### [Data supplied]
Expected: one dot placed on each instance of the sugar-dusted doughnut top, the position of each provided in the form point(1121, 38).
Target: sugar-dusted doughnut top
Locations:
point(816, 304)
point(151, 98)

### [What is being asked]
All the entries must be retyped exactly.

### [Your response]
Expected: one dot placed on each instance of the sugar-dusted doughnut top, the position of each provided in the form point(1121, 38).
Target: sugar-dusted doughnut top
Locations:
point(816, 304)
point(151, 98)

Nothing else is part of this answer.